Stored dataset items:
_____

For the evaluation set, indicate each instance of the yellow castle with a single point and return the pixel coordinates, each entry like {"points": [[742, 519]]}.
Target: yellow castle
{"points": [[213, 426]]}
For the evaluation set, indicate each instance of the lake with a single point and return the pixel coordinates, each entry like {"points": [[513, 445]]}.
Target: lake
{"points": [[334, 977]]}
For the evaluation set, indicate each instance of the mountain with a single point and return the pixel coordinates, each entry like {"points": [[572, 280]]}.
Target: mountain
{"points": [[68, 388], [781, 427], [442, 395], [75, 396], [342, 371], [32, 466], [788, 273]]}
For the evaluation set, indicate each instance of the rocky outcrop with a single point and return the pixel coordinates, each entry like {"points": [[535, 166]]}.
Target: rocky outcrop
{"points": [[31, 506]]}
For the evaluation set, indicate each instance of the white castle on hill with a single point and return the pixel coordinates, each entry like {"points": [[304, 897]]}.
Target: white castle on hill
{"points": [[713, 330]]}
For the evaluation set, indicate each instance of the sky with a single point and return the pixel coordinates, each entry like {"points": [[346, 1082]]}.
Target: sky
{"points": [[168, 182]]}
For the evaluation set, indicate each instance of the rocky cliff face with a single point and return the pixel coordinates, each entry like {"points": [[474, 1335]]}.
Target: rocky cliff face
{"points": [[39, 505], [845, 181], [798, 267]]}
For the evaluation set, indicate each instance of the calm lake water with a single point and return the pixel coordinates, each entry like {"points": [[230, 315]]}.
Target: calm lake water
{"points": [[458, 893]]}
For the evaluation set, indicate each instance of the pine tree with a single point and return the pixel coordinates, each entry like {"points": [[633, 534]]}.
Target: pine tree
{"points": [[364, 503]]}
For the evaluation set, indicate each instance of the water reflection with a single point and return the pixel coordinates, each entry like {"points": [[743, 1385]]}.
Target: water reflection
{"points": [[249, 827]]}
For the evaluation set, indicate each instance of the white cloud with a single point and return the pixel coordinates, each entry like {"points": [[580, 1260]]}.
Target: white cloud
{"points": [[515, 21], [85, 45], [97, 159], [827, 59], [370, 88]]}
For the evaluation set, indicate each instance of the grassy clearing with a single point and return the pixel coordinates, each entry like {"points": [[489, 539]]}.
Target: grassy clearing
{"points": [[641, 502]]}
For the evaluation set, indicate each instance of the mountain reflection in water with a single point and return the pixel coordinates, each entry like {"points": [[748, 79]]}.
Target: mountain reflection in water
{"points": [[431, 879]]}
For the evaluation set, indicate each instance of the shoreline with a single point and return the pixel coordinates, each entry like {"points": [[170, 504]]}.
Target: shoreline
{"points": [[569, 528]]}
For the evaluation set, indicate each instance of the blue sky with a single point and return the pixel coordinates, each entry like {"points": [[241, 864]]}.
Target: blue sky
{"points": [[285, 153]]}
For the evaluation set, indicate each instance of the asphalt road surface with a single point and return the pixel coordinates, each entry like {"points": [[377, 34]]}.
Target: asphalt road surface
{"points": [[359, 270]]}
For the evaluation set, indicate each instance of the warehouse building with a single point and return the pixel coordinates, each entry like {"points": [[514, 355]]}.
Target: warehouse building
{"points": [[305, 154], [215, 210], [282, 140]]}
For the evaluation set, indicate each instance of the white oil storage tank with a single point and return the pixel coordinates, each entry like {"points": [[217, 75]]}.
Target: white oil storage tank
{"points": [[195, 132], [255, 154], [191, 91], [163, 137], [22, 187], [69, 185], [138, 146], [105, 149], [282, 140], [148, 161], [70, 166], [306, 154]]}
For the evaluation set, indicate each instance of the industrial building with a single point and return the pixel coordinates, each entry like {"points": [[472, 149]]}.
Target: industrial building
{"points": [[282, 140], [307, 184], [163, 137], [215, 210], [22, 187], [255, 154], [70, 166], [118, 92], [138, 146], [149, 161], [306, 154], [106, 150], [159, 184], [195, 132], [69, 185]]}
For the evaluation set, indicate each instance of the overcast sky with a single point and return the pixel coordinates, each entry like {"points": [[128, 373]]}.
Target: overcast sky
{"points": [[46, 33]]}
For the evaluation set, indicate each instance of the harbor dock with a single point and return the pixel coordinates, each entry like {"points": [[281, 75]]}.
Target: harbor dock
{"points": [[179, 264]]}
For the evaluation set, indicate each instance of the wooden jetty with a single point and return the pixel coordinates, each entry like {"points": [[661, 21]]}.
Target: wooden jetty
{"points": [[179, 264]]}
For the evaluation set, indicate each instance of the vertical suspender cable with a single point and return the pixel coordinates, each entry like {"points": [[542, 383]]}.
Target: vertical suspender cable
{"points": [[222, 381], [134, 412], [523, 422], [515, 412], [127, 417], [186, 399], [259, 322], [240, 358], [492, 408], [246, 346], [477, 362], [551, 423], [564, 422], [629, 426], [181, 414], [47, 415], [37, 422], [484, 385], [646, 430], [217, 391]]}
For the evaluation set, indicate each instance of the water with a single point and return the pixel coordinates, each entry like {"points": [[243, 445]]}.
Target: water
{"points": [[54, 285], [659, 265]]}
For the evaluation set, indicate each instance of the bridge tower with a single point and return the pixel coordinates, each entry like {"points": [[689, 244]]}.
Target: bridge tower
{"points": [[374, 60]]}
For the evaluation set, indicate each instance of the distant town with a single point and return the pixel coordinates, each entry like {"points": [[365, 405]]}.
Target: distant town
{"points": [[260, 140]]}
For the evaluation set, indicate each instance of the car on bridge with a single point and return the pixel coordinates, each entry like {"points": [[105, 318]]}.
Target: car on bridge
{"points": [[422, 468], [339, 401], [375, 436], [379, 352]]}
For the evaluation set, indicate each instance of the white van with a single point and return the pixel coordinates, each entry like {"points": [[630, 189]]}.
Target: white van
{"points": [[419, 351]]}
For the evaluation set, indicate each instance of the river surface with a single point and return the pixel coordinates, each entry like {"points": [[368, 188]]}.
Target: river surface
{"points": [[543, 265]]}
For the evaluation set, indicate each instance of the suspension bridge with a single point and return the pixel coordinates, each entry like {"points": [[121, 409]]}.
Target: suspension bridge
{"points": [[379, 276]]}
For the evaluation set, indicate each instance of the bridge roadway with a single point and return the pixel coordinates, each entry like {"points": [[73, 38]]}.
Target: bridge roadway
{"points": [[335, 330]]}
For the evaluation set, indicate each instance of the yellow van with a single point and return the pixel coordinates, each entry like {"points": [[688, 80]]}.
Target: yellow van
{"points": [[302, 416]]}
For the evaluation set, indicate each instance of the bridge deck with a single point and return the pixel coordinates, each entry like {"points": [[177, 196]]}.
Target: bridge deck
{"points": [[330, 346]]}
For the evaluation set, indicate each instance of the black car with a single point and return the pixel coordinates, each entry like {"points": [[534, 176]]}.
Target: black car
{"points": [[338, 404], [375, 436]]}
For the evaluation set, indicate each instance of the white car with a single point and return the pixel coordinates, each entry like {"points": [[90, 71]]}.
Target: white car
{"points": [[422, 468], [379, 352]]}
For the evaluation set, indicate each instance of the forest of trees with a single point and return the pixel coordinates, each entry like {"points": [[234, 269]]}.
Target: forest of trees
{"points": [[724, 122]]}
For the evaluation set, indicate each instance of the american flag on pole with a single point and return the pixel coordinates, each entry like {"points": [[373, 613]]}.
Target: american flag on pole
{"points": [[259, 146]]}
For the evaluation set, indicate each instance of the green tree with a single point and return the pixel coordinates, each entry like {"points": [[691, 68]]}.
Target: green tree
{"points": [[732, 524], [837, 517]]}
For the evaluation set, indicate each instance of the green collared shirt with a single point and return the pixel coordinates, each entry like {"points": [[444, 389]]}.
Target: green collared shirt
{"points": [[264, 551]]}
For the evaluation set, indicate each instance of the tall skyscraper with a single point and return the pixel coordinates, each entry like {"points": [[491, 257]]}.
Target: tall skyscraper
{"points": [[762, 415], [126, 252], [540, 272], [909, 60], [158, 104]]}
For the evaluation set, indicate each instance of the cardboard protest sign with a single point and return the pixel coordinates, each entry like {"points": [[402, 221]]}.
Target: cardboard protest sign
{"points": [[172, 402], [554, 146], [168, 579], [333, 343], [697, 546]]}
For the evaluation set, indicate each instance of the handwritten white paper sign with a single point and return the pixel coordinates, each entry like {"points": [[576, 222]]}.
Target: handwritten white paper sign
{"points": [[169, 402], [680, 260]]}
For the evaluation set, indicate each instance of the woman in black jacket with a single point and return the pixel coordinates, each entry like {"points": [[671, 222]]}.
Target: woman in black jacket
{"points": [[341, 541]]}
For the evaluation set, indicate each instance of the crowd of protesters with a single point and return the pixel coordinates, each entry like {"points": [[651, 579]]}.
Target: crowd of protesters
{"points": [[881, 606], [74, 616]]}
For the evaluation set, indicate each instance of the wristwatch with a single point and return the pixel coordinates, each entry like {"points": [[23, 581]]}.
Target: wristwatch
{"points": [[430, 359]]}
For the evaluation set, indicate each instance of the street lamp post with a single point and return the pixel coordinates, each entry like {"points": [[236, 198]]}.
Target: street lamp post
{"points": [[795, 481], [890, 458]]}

_____

To be done =
The lines to reproduce run from the line containing "For the evaluation set, indicate each instance of the cardboard" to the end of the listing; write them out exactly and add nothing.

In response =
For the evaluation set, indicate each instance of the cardboard protest sign with a single point and return the pixel coordinates, each entry like {"points": [[402, 221]]}.
Target: cardboard protest sign
{"points": [[172, 402], [554, 146], [168, 579], [333, 343], [697, 546]]}
For the evaluation set, indicate each instance of the handwritten white paper sign with a single point and return the pixel coordinates, each entry like {"points": [[576, 222]]}.
Target: handwritten white paper sign
{"points": [[169, 402], [680, 260]]}
For the evaluation set, indicate each instance of the woman in black jacket with a single point and return the pixel coordinates, each entry like {"points": [[671, 222]]}.
Target: woman in black jacket
{"points": [[341, 541]]}
For the evaluation set, indicate each instance of the crowd of protesters with a single point and return the pixel coordinates, each entry like {"points": [[651, 579]]}.
Target: crowd of protesters
{"points": [[881, 606], [74, 616]]}
For the evaluation set, indicate each instance of the wristwatch with a single point and return the pixel coordinates, each entry like {"points": [[23, 581]]}.
Target: wristwatch
{"points": [[430, 359]]}
For the evaluation set, indicate each instance of the street lamp post with a single point and return the pixel coordinates, each entry like {"points": [[236, 198]]}.
Target: street lamp post
{"points": [[795, 481], [890, 458]]}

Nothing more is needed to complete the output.